*提示データ*.
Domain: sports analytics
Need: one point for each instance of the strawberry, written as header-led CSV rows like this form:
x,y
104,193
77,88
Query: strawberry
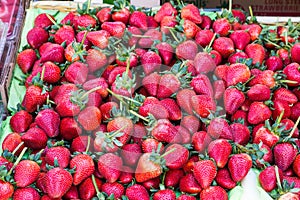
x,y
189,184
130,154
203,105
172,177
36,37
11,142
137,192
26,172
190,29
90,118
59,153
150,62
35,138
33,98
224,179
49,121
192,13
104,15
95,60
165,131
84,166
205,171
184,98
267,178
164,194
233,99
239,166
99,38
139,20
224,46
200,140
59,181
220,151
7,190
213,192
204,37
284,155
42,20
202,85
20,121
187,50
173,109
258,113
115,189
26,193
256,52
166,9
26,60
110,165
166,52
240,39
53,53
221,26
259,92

...

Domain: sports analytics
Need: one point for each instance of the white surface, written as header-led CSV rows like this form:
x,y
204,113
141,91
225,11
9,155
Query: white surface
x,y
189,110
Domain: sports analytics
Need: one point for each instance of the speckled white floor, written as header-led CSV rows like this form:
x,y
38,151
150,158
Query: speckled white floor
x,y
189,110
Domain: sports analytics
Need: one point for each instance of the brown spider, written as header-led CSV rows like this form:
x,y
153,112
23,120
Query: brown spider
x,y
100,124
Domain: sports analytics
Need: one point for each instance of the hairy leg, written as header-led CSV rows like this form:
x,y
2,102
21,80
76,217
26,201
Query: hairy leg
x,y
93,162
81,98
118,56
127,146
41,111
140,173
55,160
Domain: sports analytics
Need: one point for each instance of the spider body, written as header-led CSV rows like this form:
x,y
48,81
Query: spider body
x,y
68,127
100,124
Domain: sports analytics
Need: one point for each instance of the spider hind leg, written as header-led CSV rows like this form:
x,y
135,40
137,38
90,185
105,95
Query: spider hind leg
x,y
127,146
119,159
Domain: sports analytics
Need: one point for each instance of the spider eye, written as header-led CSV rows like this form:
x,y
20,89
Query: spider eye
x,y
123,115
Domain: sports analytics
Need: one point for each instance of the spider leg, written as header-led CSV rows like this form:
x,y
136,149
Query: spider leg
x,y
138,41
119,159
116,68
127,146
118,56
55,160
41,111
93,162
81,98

*課題内容*. 上のデータのうち、「strawberry」という文字列を含む行はどれですか。該当する行をすべて選び出して書き写してください。大文字と小文字は区別されます。

*解答*.
Need: one point for each instance of the strawberry, written as header-led CSV rows like this form:
Query: strawberry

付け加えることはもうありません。